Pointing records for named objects
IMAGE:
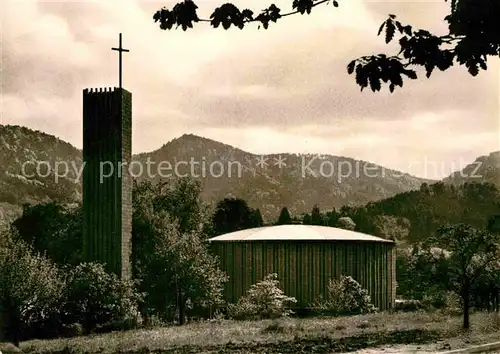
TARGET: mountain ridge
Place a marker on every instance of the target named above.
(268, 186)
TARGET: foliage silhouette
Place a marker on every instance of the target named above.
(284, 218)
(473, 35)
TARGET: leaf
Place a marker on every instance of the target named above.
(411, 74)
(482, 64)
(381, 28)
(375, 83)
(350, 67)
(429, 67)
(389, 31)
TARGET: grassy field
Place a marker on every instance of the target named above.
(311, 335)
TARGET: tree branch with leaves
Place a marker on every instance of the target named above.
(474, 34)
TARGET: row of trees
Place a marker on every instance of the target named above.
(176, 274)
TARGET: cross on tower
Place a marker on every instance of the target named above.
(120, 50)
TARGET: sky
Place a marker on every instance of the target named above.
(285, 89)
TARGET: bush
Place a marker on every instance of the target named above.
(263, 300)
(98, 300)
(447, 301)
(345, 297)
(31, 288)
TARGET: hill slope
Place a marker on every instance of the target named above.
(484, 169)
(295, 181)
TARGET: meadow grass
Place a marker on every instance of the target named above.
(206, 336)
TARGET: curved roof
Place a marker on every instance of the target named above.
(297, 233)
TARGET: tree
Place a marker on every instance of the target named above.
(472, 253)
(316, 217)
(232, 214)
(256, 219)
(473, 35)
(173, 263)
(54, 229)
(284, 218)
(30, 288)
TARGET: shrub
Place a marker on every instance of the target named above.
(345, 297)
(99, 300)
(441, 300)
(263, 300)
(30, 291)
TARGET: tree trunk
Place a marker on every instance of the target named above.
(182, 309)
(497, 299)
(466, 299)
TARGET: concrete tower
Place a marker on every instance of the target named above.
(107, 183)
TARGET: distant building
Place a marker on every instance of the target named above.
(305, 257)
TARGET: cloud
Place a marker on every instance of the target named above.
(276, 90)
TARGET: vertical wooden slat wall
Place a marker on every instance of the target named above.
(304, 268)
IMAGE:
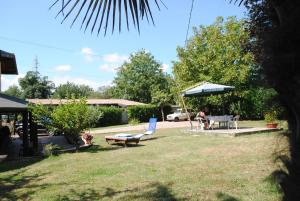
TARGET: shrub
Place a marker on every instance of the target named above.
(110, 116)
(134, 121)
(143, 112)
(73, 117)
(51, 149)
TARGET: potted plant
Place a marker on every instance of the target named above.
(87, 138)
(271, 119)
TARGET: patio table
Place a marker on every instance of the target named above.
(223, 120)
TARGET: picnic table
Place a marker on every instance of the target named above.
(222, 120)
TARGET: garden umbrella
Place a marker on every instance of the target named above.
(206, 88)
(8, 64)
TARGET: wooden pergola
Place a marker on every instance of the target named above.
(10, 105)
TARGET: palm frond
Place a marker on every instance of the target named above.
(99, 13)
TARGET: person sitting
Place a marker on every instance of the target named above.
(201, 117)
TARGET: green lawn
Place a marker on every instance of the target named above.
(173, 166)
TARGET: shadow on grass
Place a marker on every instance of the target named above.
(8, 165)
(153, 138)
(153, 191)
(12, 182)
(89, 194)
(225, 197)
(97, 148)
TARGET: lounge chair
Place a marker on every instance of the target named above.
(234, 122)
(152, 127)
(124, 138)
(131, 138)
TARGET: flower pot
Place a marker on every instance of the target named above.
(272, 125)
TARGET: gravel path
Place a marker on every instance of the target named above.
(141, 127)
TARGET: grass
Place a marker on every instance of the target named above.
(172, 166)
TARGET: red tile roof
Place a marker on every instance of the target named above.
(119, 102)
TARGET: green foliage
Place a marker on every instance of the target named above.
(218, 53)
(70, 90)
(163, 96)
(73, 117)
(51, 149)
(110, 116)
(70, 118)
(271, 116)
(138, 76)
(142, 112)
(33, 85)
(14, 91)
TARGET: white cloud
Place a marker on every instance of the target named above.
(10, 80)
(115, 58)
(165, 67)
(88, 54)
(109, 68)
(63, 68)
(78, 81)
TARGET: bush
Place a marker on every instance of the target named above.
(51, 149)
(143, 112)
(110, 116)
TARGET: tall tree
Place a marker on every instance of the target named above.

#### TASK DESCRIPTION:
Output every line of the material above as a numbered list, skipping blank lines and leaving out the pictures.

#### ANSWER TO THE EXERCISE:
1. IMAGE:
2. TARGET: mountain ridge
3. Place a marker on every instance of the target named above.
4. (268, 186)
5. TARGET: foliage silhouette
6. Place a marker on every instance of the target named above.
7. (284, 218)
8. (473, 35)
9. TARGET: leaf
10. Place a marker on every instance of the target named above.
11. (411, 74)
12. (482, 64)
13. (381, 28)
14. (375, 83)
15. (350, 67)
16. (429, 67)
17. (389, 31)
18. TARGET: grassy field
19. Place a marker on every instance of the target named above.
20. (311, 335)
21. TARGET: tree branch with leaves
22. Place a marker on every instance of the target named above.
23. (474, 34)
24. TARGET: row of trees
25. Place a marker on every instance of the target named above.
26. (176, 274)
27. TARGET: cross on tower
28. Place a marker on every instance of the target named above.
29. (120, 50)
30. TARGET: sky
31. Place a marker on every instance of the target named above.
32. (285, 89)
33. TARGET: bush
34. Place a marker on every instance of the target named above.
35. (263, 300)
36. (98, 300)
37. (447, 301)
38. (345, 297)
39. (31, 288)
40. TARGET: hill slope
41. Place a marker on every instance of the target named above.
42. (484, 169)
43. (295, 181)
44. TARGET: meadow grass
45. Place a marker on every instance of the target named above.
46. (206, 336)
47. TARGET: curved roof
48. Place a marker on every instance of the target named above.
49. (297, 233)
50. TARGET: tree
51. Place a marker on every instance of the target named above.
52. (472, 253)
53. (316, 217)
54. (232, 214)
55. (256, 219)
56. (473, 35)
57. (173, 263)
58. (54, 229)
59. (284, 218)
60. (30, 288)
61. TARGET: shrub
62. Place a marker on every instance of the target named above.
63. (345, 297)
64. (99, 300)
65. (441, 300)
66. (263, 300)
67. (30, 291)
68. TARGET: tree trunk
69. Place a marker on every instance of the target named above.
70. (182, 309)
71. (497, 299)
72. (466, 299)
73. TARGET: concrete tower
74. Place a marker on every instance of the target named above.
75. (107, 183)
76. TARGET: distant building
77. Place a marker on every instance of the target named above.
78. (305, 257)
79. TARGET: cloud
80. Place a marker on every instance of the target named above.
81. (276, 90)
82. TARGET: vertical wooden slat wall
83. Place a marker on every instance of the target named above.
84. (304, 268)
85. IMAGE:
86. TARGET: shrub
87. Place a marker on every instance of the target named above.
88. (110, 116)
89. (134, 121)
90. (143, 112)
91. (73, 117)
92. (51, 149)
93. TARGET: potted plant
94. Place a marker on every instance of the target named above.
95. (87, 138)
96. (271, 119)
97. TARGET: patio table
98. Place a marker on every instance of the target named above.
99. (223, 120)
100. TARGET: picnic table
101. Place a marker on every instance of the target named above.
102. (222, 120)
103. TARGET: garden umbrella
104. Place a marker on every instance of the target named above.
105. (206, 88)
106. (8, 64)
107. TARGET: wooden pergola
108. Place a marker on every instance of the target named above.
109. (10, 105)
110. TARGET: palm frond
111. Place a marker on every instance of the target named above.
112. (99, 13)
113. TARGET: person sitting
114. Place a marker on every instance of the target named above.
115. (201, 117)
116. TARGET: green lawn
117. Place a marker on every instance of the target named above.
118. (173, 166)
119. TARGET: shadow on grass
120. Place a marker on every instance of the target named above.
121. (8, 165)
122. (153, 138)
123. (153, 191)
124. (12, 182)
125. (89, 194)
126. (225, 197)
127. (97, 148)
128. TARGET: lounge chair
129. Place a marker on every instance of the target named above.
130. (234, 122)
131. (152, 127)
132. (124, 138)
133. (131, 138)
134. TARGET: flower pot
135. Place a marker on every instance of the target named above.
136. (272, 125)
137. TARGET: gravel path
138. Place a marker on every instance of the target named above.
139. (141, 127)
140. TARGET: grass
141. Place a marker on every instance of the target named above.
142. (172, 166)
143. TARGET: red tile roof
144. Place a marker on every instance of the target named above.
145. (119, 102)
146. TARGET: green foliage
147. Place a marker on every instance of the target named above.
148. (218, 53)
149. (70, 90)
150. (163, 96)
151. (73, 117)
152. (51, 149)
153. (110, 116)
154. (70, 118)
155. (271, 116)
156. (138, 76)
157. (142, 112)
158. (33, 85)
159. (14, 91)
160. TARGET: white cloud
161. Place a marker on every instance of the target named above.
162. (10, 80)
163. (115, 58)
164. (165, 67)
165. (88, 54)
166. (109, 68)
167. (63, 68)
168. (78, 81)
169. TARGET: bush
170. Place a marker on every instance of the target named above.
171. (51, 149)
172. (143, 112)
173. (110, 116)
174. TARGET: tall tree
175. Place a marker on every instance of the target named above.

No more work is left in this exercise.